Short exercise 1:
In the article on WebAssembly in Kubernetes below, what does Prime use Wasm for?
Short exercise 2:
Translate this sentence from the article on WebAssembly in Kubernetes below into Spanish: "To us, the most exciting application of Wasm is on cloud and edge."
Short exercise 3:
Extend the article on WebAssembly in Kubernetes below, picking up after its last sentence.

Article:
-------
The History and Evolution of WebAssembly in Kubernetes

Matt Butcher - May 29 - - Dev Community

Discover how WebAssembly and Kubernetes evolved together to create ultra-efficient, high-performing modern cloud environments.

Wasm and Kubernetes

Kubernetes (K8s) is the established container orchestration solution. From data centers to pools of devices, it has shown itself nearly ubiquitous. Every major cloud provider offers hosted K8s, yet it can be conveniently run on a small cluster of Raspberry Pi’s. K8s has lived up to its initial promise: Bring container orchestration to everyone.

WebAssembly (Wasm) has taken a different path to success. Originally conceived as a way to extend Web browser language support beyond JavaScript, it has outgrown its initial promise—by a lot. BBC and Amazon use Wasm in their embedded streaming players. Prime uses Wasm to increase stability and speed when updating its app for more than 8,000 device types. Shopify makes commerce extensible with Wasm. Envoy Proxy uses Wasm as a plug-in framework. And, Disney Streaming use Wasm in their Disney+ Application Development Kit (D+ ADK).

To us, the most exciting application of Wasm is on cloud and edge. To do that well, Wasm needs to run inside of K8s.

Why Wasm on the Server Side?

There are three characteristics that Wasm has, because of its browser heritage, that are highly desirable for a server-side platform:

  • A strong security sandbox
  • Multi-arch, multi-OS, and multi-language support
  • High performance and efficiency during execution

The browser requires a security sandbox to prevent a security breach from a Wasm binary downloaded off the Internet. On the cloud (and edge) side, this same requirement is necessary. Just as is the case with virtual machines (VMs) and containers, Wasm binaries must be able to execute in a multi-tenant environment without posing a risk either to the host or to other guests running on the same service.

The browser also requires that a single Wasm binary be able to run on any operating system and CPU architecture that a browser supports. In the Wasm world, dozens of languages (including biggies like JavaScript, Python, Go, C/C++, and Rust) can compile to Wasm, and then run on any platform. On the server side, this is a fantastic boon, because developers themselves do not need to target the specifics of a production environment. They simply deliver the application, and platform engineers can deploy it onto whatever operating system and architecture combo they see fit (we like to demo this by deploying an application into a mixed K8s cluster with Arm and Intel worker nodes).
-------
Supplied entries:
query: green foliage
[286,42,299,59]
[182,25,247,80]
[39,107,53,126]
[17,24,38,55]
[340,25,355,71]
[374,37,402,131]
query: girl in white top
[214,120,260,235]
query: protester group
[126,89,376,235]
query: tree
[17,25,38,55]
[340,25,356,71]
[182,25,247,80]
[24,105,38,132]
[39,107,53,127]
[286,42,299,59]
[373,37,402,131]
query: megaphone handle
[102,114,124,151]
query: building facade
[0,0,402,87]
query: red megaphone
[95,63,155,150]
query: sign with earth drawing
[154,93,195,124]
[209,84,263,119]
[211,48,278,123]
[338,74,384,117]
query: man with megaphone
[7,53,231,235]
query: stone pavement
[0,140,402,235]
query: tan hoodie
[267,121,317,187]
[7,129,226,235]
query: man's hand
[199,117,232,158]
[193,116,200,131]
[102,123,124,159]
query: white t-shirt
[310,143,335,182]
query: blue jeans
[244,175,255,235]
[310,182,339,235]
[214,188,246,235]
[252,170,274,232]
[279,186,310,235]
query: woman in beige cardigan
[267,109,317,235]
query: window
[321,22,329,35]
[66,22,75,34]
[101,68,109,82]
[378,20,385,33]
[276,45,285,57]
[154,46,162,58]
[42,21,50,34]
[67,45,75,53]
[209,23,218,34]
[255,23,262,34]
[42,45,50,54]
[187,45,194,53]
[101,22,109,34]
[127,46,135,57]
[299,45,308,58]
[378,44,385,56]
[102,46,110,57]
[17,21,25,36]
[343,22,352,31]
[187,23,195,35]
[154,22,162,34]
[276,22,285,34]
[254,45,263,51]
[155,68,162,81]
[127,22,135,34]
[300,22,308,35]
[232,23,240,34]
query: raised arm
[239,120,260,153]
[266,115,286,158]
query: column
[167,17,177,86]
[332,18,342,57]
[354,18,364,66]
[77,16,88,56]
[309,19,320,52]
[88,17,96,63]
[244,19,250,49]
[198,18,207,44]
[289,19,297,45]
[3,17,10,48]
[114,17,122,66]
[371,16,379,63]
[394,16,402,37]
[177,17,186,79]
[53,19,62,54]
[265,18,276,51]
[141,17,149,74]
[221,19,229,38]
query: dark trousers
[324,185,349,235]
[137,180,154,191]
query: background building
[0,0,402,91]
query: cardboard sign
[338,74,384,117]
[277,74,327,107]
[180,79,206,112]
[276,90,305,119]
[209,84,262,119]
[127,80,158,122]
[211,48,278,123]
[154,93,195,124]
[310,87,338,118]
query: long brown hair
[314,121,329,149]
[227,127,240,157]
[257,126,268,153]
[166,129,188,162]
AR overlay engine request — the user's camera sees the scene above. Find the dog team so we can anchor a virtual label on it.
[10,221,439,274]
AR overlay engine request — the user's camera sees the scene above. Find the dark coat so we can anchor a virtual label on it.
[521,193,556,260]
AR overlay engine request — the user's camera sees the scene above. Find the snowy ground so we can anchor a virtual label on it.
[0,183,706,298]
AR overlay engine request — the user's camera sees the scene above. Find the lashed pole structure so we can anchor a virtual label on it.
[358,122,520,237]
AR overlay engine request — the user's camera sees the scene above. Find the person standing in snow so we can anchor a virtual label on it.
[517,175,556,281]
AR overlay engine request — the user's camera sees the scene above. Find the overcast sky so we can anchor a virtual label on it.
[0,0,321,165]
-------
Task answer 1:
Prime uses Wasm to increase stability and speed when updating its app for more than 8,000 device types.

Task answer 2:
Para nosotros, la aplicación más emocionante de Wasm está en la nube y en el edge.

Task answer 3:
Finally, in the browser space, performance is paramount. Website visitors are fickle and impatient. Consequently, Wasm needs to download quickly, cold-start in the blink of an eye, and remain performant during the entirety of a user’s visit. Likewise, it must consume few resources. None of us wants a webpage taking up gigs of memory just to paint a form on the screen!

And this performance point is what sets Wasm apart on the cloud. For workloads like serverless functions, event-driving architectures, and steps in a processing chain, we want our code to cold start instantly, consume as few resources as possible, and execute at near-native speeds. Wasm is the only technology that fits this bill while still providing a robust sandbox and tremendous language, architecture, and OS support.

There are, of course, many ways to run Wasm binaries. Spin, the developer tool for building server-side Wasm can run in a wide array of environments, from embedded systems to large Nomad clusters. The most exciting environment, though, is K8s.

The Road to Running Wasm in K8s

Most of us at Fermyon have a deep background in the container and K8s space. We’ve been part of the CNCF Technical Oversight Committee (TOC), contributed and maintained many projects, and even written some children’s books on the matter. Even years ago, we understood how important it was to run Wasm inside of K8s.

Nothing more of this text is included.